• **INSTRUCTIONS**
a: From the excerpt on instrument and endoscope drying, output the passage from "SPD should evaluate" up to and including "missed, experts argue.", copied exactly.
b: Rewrite as a bulleted list the paragraph in the excerpt on instrument and endoscope drying that begins "The internal complexities and differences between endoscopes," keeping its main facts.
c: According to the excerpt on instrument and endoscope drying, what examples does Ostrander give of areas that may hold moisture or need disassembly for proper drying?

• **PAGE EXCERPT**
SPD should evaluate this process beyond the confines of its departmental footprint as well, according to Kunsman.

“Most SPDs do not store devices in that department,” she said. “In many cases, the devices are transported to a separate department. SPDs must develop a method of transport and storage that maintains the endoscope reprocessing status and protects the device from damage. Tracking methods must also be included in the overall process. This enables device location, validation of reprocessing status, and process management.”

Inside the lines

While some areas to watch to ensure proper aeration and drying works may be overt, others are more covert and hard to find – and cannot be dismissed, ignored or missed, experts argue.

“Surgical instruments can be very complex these days, and staff may not be aware of areas that may hold moisture or what needs to be disassembled for proper drying,” said 3M Health Care’s Ostrander. “When acquiring new instrumentation, it is important to educate staff through in-services on proper cleaning and assembly methods to help ensure instruments aerate and dry properly.” 

Ostrander lists several examples of areas that may hold moisture or need to be disassembled for proper drying, such as depth gauges, suctions and certain laparoscopic instruments like graspers.

The internal complexities and differences between endoscopes must be understood to ensure proper drying of the internal channels, according to Solaire’s Champion. “Not all channels are interconnected within some endoscope models, meaning that directing air through one port does not necessarily mean all residual moisture is being removed from the endoscope,” he indicated. “The length of the endoscope and size of the lumens may contribute to the amount of residual moisture left in the endoscope after the AER cycle. Failure to leave the endoscope in a drying cabinet for a sufficient length of time may result in an incomplete drying cycle, thus allowing for residual moisture to promote bacterial growth. Additionally, environmental factors like water quality, ambient temperature and humidity and atmospheric pressure can have an impact on the effectiveness of a drying cycle within an endoscope drying cabinet. 

“Each facility should perform a risk assessment to verify that a standard drying cycle is sufficient to remove moisture and minimize the potential for contamination in endoscopes,” Champion added.

• **DATASET ENTRIES**

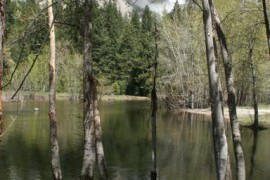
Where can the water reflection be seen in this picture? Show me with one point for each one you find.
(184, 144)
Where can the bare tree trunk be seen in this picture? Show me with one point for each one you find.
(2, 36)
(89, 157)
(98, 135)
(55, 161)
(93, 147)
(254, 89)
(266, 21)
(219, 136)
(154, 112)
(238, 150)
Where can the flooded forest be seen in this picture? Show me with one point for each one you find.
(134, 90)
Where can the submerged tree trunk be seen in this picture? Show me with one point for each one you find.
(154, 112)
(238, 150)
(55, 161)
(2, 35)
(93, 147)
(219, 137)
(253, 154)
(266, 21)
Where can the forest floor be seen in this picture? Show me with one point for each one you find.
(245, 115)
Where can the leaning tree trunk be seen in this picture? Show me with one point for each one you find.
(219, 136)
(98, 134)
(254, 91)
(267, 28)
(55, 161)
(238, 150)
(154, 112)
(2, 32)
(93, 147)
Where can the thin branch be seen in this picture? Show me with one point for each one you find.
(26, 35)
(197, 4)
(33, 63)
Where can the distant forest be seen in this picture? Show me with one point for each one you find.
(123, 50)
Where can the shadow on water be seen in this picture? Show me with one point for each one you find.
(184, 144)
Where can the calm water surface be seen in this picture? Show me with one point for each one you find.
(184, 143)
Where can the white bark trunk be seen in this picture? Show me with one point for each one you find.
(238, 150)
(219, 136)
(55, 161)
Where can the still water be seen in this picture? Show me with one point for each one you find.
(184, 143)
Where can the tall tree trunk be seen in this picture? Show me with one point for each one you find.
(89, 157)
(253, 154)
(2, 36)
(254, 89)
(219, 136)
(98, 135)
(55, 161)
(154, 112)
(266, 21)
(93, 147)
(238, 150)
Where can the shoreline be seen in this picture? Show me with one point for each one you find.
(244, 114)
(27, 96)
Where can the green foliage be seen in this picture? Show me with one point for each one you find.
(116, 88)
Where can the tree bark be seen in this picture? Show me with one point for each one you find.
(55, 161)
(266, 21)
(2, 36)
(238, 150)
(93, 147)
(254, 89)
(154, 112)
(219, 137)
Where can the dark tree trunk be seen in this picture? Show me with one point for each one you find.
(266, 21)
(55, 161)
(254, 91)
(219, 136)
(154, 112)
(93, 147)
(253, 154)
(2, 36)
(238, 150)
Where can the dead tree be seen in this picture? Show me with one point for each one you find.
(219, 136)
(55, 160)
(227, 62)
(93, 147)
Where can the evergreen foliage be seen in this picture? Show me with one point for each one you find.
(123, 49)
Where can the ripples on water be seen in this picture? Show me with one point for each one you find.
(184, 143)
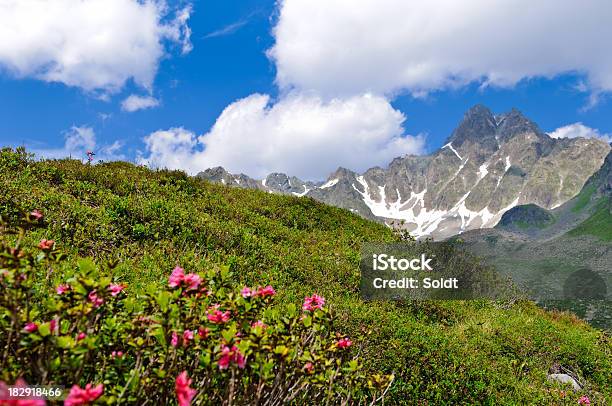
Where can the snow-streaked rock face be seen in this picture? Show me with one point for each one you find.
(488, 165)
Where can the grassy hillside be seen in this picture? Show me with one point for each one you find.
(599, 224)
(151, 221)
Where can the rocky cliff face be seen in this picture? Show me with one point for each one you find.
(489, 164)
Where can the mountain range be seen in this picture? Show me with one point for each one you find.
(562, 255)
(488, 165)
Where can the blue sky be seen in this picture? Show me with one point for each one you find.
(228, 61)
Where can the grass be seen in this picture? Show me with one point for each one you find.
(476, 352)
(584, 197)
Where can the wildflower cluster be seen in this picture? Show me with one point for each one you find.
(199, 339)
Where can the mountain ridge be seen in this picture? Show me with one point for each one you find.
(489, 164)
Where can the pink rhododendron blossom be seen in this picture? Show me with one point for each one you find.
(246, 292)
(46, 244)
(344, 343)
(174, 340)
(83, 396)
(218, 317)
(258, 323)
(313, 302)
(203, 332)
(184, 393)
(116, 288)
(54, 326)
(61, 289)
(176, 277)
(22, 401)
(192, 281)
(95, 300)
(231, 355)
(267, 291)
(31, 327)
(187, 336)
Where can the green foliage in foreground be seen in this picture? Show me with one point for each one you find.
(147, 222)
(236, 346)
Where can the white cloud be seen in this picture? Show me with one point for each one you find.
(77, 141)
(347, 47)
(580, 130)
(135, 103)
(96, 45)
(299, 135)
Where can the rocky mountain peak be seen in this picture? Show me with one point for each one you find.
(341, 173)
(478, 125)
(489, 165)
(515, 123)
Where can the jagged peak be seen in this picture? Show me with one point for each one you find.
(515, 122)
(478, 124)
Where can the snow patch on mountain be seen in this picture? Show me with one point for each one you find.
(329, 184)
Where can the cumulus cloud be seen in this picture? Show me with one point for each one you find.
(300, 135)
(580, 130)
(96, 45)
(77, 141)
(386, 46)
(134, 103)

• **ANSWERS**
a:
SPD should evaluate this process beyond the confines of its departmental footprint as well, according to Kunsman.

“Most SPDs do not store devices in that department,” she said. “In many cases, the devices are transported to a separate department. SPDs must develop a method of transport and storage that maintains the endoscope reprocessing status and protects the device from damage. Tracking methods must also be included in the overall process. This enables device location, validation of reprocessing status, and process management.”

Inside the lines

While some areas to watch to ensure proper aeration and drying works may be overt, others are more covert and hard to find – and cannot be dismissed, ignored or missed, experts argue.

b:
- Proper drying of an endoscope's internal channels requires understanding the internal complexities of endoscopes and the differences between them (Solaire's Champion).
- In some endoscope models, not all channels are interconnected, so directing air through one port does not necessarily remove all residual moisture.
- The endoscope's length and lumen size may affect how much residual moisture remains after the AER cycle.
- If the endoscope does not stay in a drying cabinet long enough, the drying cycle may be incomplete, and residual moisture can promote bacterial growth.
- Environmental factors can affect how well a drying cabinet's cycle works. These include water quality, ambient temperature, humidity and atmospheric pressure.

c: Depth gauges, suctions and certain laparoscopic instruments, such as graspers.